__Quoted passage__:

· · · · · · ·

What Is A Backlink and How To Identify A Good Backlink?

Written by: Muninder

Updated: July, 25, 2024

Recently I started the Custom Link Building Service here on this website and I started getting some service requests. 

Talking with more than 20+ business owners on my Free 30-minute personalized Link Building Consultation Offer, I understood a few things:

  1. Most business owners do not understand how backlinks help them get leads and sales
  2. Some know a bit more than this. They consider more backlinks the merrier.
  3. Some asked me to build links to product pages or service pages. They were ready to give me a list of targeted anchors.
  4. Some business owners have a complicated perception of good backlinks. They involve a ton of vanity metrics like 
    • Domain Rating
    • Domain Authority
    • Page Authority
    • URL Rating
    • Referring Domains
    • Referring Pages
    • Search Traffic and so on to understand what is a good backlink. 

All these above statements were CORRECT statements for a set period in the past. But, SEO is a very young and evolving marketing domain. 

Things change fast in SEO. The definition of good link building is no exception to this. It was true that more backlinks meant better rankings in 2007 – 2009. Targeted anchors did work till 2017 – 2018. Metrics like DR, DA, were relevant factors in 2020. Then it was DR or DA vs Traffic in 2021, and 2022.  But now all these are vanity metrics. 

To give a resource to my clients and service seekers to understand 

  • what is a backlink, and 
  • what is a good backlink

I created this resource.

First, let’s get started with the basics of What is a Backlink?

· · · · · · ·

__Source excerpt__:

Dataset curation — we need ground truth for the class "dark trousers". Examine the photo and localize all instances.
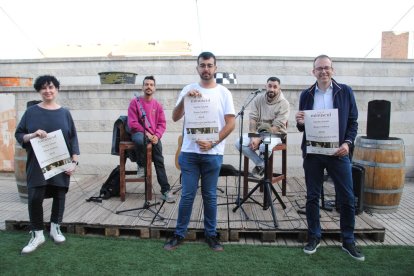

· · · · · · ·

__What to work on__: Please write out the backlink article word for word, everything from "3. Some asked" down to "a good backlink.". This material has no connection to the backlink article.

__Answer to this exercise__:
3. Some asked me to build links to product pages or service pages. They were ready to give me a list of targeted anchors.
  4. Some business owners have a complicated perception of good backlinks. They involve a ton of vanity metrics like 
    • Domain Rating
    • Domain Authority
    • Page Authority
    • URL Rating
    • Referring Domains
    • Referring Pages
    • Search Traffic and so on to understand what is a good backlink.